- _Work instructions_:
Write out the entries again exactly as they are given.
[Start of Record list]
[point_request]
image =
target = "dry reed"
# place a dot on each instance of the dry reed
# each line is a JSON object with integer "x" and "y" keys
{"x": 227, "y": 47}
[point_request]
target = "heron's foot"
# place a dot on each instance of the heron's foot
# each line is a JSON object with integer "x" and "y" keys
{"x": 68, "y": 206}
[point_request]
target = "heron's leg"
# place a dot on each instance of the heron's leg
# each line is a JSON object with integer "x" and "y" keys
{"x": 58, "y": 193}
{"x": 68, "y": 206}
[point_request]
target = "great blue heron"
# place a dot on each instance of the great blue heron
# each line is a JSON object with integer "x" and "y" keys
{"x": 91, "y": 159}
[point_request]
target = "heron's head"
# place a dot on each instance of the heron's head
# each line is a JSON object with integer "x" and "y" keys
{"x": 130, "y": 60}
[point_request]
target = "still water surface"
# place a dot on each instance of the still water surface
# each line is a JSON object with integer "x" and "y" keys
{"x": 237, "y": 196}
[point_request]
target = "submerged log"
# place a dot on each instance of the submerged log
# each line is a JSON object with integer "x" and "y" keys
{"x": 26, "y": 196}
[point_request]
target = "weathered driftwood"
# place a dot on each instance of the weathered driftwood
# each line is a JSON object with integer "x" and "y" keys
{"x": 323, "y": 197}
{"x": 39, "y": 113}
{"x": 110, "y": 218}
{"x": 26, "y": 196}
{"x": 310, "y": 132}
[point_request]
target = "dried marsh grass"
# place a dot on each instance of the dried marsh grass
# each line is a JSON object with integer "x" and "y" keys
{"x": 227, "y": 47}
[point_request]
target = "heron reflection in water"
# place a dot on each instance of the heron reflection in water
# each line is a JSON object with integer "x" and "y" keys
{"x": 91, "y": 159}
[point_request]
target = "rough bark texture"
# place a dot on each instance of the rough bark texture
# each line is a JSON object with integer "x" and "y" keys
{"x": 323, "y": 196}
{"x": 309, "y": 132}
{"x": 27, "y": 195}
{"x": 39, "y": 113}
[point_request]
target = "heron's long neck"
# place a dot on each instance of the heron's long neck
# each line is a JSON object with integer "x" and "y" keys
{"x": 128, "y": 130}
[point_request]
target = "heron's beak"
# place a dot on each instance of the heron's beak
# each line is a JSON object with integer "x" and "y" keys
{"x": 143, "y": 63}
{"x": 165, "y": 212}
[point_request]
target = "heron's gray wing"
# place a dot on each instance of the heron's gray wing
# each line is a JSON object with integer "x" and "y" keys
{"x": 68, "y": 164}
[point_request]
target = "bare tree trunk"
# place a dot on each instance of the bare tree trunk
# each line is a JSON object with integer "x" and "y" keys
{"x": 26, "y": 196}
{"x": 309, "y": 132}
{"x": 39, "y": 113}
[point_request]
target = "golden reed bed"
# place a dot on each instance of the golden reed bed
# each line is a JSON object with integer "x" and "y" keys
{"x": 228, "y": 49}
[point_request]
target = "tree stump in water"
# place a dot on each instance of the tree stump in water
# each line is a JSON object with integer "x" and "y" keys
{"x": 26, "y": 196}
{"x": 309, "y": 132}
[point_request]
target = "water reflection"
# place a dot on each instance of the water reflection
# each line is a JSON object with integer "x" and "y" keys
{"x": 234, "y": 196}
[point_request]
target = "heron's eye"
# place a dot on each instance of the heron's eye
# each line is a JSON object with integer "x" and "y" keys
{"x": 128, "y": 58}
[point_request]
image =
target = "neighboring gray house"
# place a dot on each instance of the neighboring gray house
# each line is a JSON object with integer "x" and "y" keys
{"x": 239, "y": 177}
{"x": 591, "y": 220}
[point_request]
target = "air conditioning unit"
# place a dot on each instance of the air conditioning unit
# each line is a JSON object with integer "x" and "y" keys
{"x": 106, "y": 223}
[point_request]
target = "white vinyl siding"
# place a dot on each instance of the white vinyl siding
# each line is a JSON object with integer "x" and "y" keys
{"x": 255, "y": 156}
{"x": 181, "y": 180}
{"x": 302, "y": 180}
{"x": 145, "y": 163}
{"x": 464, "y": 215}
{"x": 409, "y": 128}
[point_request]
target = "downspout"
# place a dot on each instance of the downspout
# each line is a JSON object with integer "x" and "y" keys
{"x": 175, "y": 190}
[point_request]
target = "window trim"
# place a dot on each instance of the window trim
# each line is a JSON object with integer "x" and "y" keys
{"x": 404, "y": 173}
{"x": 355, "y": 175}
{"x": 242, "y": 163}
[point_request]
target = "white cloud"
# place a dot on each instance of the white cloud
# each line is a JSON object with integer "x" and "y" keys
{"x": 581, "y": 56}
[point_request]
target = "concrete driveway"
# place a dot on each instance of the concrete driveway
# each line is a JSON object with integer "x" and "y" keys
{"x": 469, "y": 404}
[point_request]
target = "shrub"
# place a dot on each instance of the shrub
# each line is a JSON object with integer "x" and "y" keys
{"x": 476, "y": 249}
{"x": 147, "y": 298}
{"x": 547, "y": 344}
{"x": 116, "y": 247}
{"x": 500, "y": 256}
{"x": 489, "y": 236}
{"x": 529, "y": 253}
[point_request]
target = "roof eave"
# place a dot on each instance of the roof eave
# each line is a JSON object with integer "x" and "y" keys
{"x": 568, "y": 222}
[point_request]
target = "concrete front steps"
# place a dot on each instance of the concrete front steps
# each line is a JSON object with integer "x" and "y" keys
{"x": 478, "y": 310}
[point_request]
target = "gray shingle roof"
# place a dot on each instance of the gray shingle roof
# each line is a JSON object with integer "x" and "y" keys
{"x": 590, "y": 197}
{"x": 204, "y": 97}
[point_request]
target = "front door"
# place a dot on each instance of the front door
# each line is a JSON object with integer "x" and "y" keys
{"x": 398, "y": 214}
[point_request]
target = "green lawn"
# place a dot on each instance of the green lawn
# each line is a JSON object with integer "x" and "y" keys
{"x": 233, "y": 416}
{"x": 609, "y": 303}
[End of Record list]
- _Solution for this problem_:
[point_request]
image =
target = "dry reed"
# place a dot on each instance of the dry reed
# each line is a JSON object with integer "x" and "y" keys
{"x": 227, "y": 47}
[point_request]
target = "heron's foot"
# place a dot on each instance of the heron's foot
# each line is a JSON object with integer "x" and "y" keys
{"x": 68, "y": 206}
[point_request]
target = "heron's leg"
# place a dot on each instance of the heron's leg
# each line is a JSON object with integer "x" and "y" keys
{"x": 58, "y": 193}
{"x": 68, "y": 206}
[point_request]
target = "great blue heron"
# place a dot on each instance of the great blue heron
# each line is a JSON object with integer "x" and "y" keys
{"x": 91, "y": 159}
[point_request]
target = "heron's head"
# place a dot on each instance of the heron's head
# each line is a JSON object with integer "x" and "y" keys
{"x": 130, "y": 60}
[point_request]
target = "still water surface"
# place a dot on each instance of the still water surface
# each line is a JSON object with integer "x" and "y" keys
{"x": 237, "y": 196}
[point_request]
target = "submerged log"
# place a dot on each instance of the submerged log
# each line is a JSON object with integer "x" and "y" keys
{"x": 26, "y": 196}
[point_request]
target = "weathered driftwood"
# place a dot on each instance of the weathered driftwood
# each line is a JSON object with integer "x" and "y" keys
{"x": 323, "y": 197}
{"x": 39, "y": 113}
{"x": 110, "y": 218}
{"x": 26, "y": 196}
{"x": 310, "y": 132}
[point_request]
target = "dried marsh grass"
# place a dot on each instance of the dried marsh grass
# each line is a JSON object with integer "x" and "y" keys
{"x": 227, "y": 47}
[point_request]
target = "heron reflection in water"
# place a dot on each instance of the heron reflection in water
# each line is a JSON object with integer "x" and "y" keys
{"x": 91, "y": 159}
[point_request]
target = "rough bark texture"
# place a dot on each instance of the rough bark texture
# each line is a JSON object with integer "x" and "y" keys
{"x": 323, "y": 196}
{"x": 309, "y": 132}
{"x": 27, "y": 195}
{"x": 39, "y": 113}
[point_request]
target = "heron's long neck"
# place a dot on each instance of the heron's long neck
# each line is a JSON object with integer "x" and "y" keys
{"x": 128, "y": 130}
[point_request]
target = "heron's beak"
# place a dot on each instance of the heron's beak
# each line is a JSON object with integer "x" and "y" keys
{"x": 143, "y": 63}
{"x": 165, "y": 212}
[point_request]
target = "heron's gray wing"
# place a dot on each instance of the heron's gray wing
# each line is a JSON object with integer "x" and "y" keys
{"x": 68, "y": 164}
[point_request]
target = "bare tree trunk"
# place a dot on each instance of the bare tree trunk
# each line is a JSON object with integer "x" and "y" keys
{"x": 26, "y": 196}
{"x": 309, "y": 132}
{"x": 39, "y": 113}
[point_request]
target = "golden reed bed"
# place a dot on each instance of the golden reed bed
# each line is a JSON object with integer "x" and "y" keys
{"x": 228, "y": 49}
[point_request]
target = "tree stump in water"
# place a dot on each instance of the tree stump in water
# each line is a JSON object with integer "x" and "y" keys
{"x": 26, "y": 196}
{"x": 309, "y": 132}
[point_request]
target = "water reflection"
# place a dot on each instance of the water reflection
# each line is a JSON object with integer "x" and "y" keys
{"x": 234, "y": 196}
[point_request]
target = "heron's eye"
# place a dot on each instance of the heron's eye
# each line is a JSON object with integer "x" and "y" keys
{"x": 128, "y": 58}
[point_request]
image =
target = "neighboring gray house"
# place a dot on each instance of the neighboring gray house
# each line is a JSON object with integer "x" and "y" keys
{"x": 239, "y": 177}
{"x": 591, "y": 220}
[point_request]
target = "air conditioning unit"
# place a dot on each instance of the air conditioning unit
# each line is a JSON object with integer "x" and "y" keys
{"x": 106, "y": 223}
[point_request]
target = "white vinyl siding"
# place a dot on each instance of the white vinyl siding
# each line is a JSON object with integer "x" and "y" keys
{"x": 255, "y": 156}
{"x": 181, "y": 180}
{"x": 302, "y": 180}
{"x": 145, "y": 163}
{"x": 464, "y": 215}
{"x": 409, "y": 128}
[point_request]
target = "downspout"
# place a dot on each instance of the downspout
# each line is a JSON object with integer "x" and "y" keys
{"x": 175, "y": 190}
[point_request]
target = "window trim"
# place a dot on each instance of the window trim
# each line is a JSON object with integer "x" and "y" keys
{"x": 404, "y": 173}
{"x": 355, "y": 175}
{"x": 242, "y": 163}
[point_request]
target = "white cloud"
# place a dot on each instance of the white cloud
# each line is a JSON object with integer "x" and "y" keys
{"x": 581, "y": 56}
[point_request]
target = "concrete driveway"
# place a dot on each instance of the concrete driveway
# each line is a JSON object with integer "x" and "y" keys
{"x": 469, "y": 404}
[point_request]
target = "shrub"
# place a dot on each instance of the shrub
# each line is a JSON object with integer "x" and "y" keys
{"x": 476, "y": 249}
{"x": 147, "y": 298}
{"x": 547, "y": 344}
{"x": 116, "y": 247}
{"x": 500, "y": 256}
{"x": 489, "y": 236}
{"x": 529, "y": 253}
[point_request]
target = "roof eave"
# place a dot on each instance of the roof eave
# each line is a JSON object with integer "x" and "y" keys
{"x": 568, "y": 222}
[point_request]
target = "concrete front steps"
# place a dot on each instance of the concrete front steps
# each line is a JSON object with integer "x" and "y" keys
{"x": 478, "y": 310}
[point_request]
target = "gray shingle roof"
# place a dot on each instance of the gray shingle roof
# each line is a JSON object with integer "x" and "y" keys
{"x": 590, "y": 197}
{"x": 204, "y": 97}
[point_request]
target = "front door"
# place a dot on each instance of the front door
# each line is a JSON object with integer "x" and "y" keys
{"x": 398, "y": 214}
[point_request]
target = "green lawn"
# place a dot on each instance of the green lawn
# each line is a JSON object with integer "x" and "y" keys
{"x": 233, "y": 416}
{"x": 609, "y": 303}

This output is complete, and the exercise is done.